* **TEXT**:

-.-.-

[Bioc-devel] Subsetting Lists by Lists

Hervé Pagès hpages at fhcrc.org
Tue Apr 1 20:00:28 CEST 2014


Hi Michael,

On 04/01/2014 07:21 AM, Michael Lawrence wrote:
> Mostly to Herve:
>
> Sometimes we want to pluck the first 1, or 10, or whatever elements from
> each element of a list. If I had a list 'x', I thought I could do this with:
>
> x[IntegerList(1:5)]
>
> But it only gives elements 1:5 from x[[1]], not each element of 'x'. In
> other words, I thought the index would be repped out. Instead, 'x' is
> subset to the length of 'i', and I'm not sure if that makes sense?

Before I reworked the subsetting code last year, subsetting a List by
a shorter List was not supported. For example, in BioC 2.11:

   > cvg
   SimpleRleList of length 3
   $chr1
   integer-Rle of length 11 with 4 runs
     Lengths: 4 1 5 1
     Values : 1 2 3 0

   $chr2
   integer-Rle of length 12 with 5 runs
     Lengths: 1 1 1 7 2
     Values : 0 1 2 3 0

   $chr3
   integer-Rle of length 13 with 6 runs
     Lengths: 6 1 1 1 1 3
     Values : 0 1 2 3 4 0

   > cvg[IntegerList(1:5)]
   Error in seqselect(x, i) :
     'length(start)' must equal 'length(x)' when 'end' and 'width' are NULL

When I reworked the subsetting code, I allowed this and I chose the
current behavior because that returns an object that has the length
of the subscript, which is consistent with what subsetting does in
general, and, most importantly, with what subsetting by a named List
does in particular:

   > cvg[IntegerList(chr2=1:5)]
   RleList of length 1
   $chr2
   integer-Rle of length 5 with 4 runs
     Lengths: 1 1 1 2
     Values : 0 1 2 3

Or said otherwise, I thought it might be a strange thing that the
subscript is not recycled when it's named and recycled when it's
not named. But maybe it's a bigger surprise that 'x[IntegerList(1:5)]'
is only extracting the first 5 elements of 'x[[1]]', and I can see
that it would be convenient to have a simple way to extract them
from *each* list element in 'x'.

-.-.-

* **SUPPLIED RECORDS**:
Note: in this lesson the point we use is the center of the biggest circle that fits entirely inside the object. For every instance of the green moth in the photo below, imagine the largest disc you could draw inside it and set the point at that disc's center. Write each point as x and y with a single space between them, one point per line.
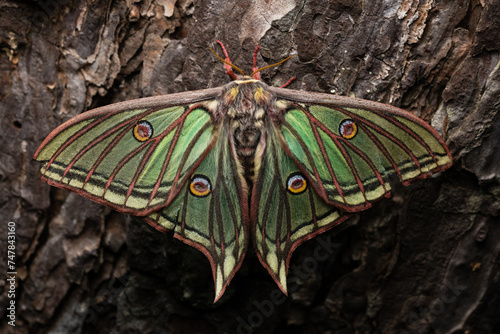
224 166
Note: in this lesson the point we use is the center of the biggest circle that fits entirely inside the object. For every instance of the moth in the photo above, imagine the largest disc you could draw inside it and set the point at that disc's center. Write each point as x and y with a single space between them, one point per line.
244 162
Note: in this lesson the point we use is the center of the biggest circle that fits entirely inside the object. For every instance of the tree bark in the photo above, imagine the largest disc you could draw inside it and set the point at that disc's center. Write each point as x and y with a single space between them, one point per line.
424 261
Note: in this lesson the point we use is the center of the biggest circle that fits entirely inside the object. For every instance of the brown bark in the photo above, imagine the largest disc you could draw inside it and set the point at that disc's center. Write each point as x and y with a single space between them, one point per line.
424 261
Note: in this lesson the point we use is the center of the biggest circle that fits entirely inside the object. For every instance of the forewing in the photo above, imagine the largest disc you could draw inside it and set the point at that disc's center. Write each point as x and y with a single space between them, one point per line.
133 156
216 222
349 148
282 219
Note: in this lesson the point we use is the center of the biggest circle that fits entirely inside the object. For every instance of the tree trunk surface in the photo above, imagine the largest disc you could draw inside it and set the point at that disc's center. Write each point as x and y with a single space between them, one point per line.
425 260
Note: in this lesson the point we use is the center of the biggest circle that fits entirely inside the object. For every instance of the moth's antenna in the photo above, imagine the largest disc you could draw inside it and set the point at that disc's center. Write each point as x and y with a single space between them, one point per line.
228 63
268 66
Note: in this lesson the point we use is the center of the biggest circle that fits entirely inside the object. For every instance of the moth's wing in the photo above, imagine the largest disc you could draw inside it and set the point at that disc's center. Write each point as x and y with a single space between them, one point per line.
282 219
215 222
349 148
134 156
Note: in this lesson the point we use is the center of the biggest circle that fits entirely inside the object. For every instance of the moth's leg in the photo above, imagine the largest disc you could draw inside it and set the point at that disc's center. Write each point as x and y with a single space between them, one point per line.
229 69
256 76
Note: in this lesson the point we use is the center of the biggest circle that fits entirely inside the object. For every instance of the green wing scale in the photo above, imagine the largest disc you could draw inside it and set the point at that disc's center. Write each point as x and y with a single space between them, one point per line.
211 212
133 160
286 210
222 166
350 152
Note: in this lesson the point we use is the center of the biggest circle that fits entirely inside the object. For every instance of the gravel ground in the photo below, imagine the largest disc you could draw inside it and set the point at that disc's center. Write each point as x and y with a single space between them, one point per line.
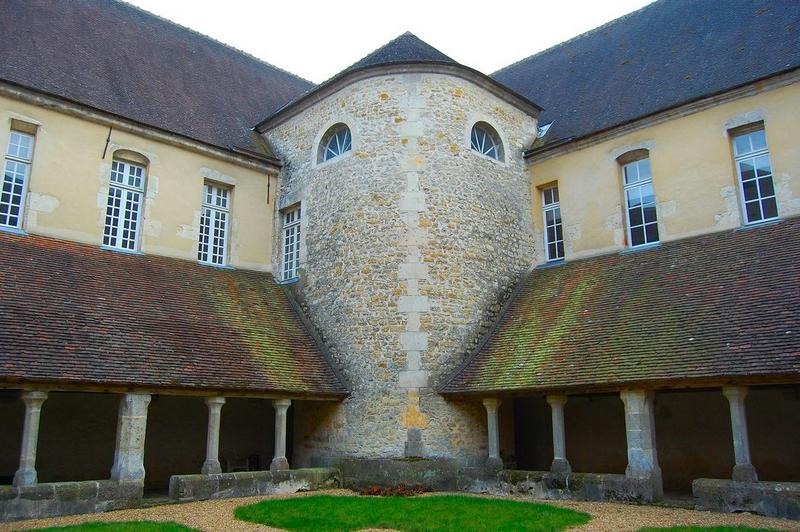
213 516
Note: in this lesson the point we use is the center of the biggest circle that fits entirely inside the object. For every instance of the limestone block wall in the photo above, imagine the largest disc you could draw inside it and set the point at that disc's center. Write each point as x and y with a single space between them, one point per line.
409 240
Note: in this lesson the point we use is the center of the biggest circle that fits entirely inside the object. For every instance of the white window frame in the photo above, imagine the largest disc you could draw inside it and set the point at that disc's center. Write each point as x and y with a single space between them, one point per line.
17 159
636 186
752 155
290 242
552 204
129 179
212 243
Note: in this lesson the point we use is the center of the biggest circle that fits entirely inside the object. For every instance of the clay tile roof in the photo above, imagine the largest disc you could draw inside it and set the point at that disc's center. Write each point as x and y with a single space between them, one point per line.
114 57
668 53
714 308
77 314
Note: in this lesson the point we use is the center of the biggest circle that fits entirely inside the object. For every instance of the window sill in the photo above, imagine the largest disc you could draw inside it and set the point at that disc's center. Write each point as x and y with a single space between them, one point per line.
760 223
642 247
13 230
551 264
121 250
217 266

-.-.-

* **EXERCISES TO COMPLETE**:
a) According to the text on subsetting Lists by Lists, why was the current behavior chosen when the subsetting code was reworked?
b) Carry the text on subsetting Lists by Lists forward, picking up after its final sentence.

* **RESPONSES BY TASK**:
a) It returns an object with the length of the subscript, which is consistent with subsetting in general and, most importantly, with subsetting by a named List.

b)
Too late to change this for this release unfortunately.

H.

>
> But maybe what we really want are pluckHead/Tail, which would be robust to
> the case that < n elements are in an element. And of course a more general
> pluck(x, i) to select 'i' from each element, but I wanted the line above to
> do that.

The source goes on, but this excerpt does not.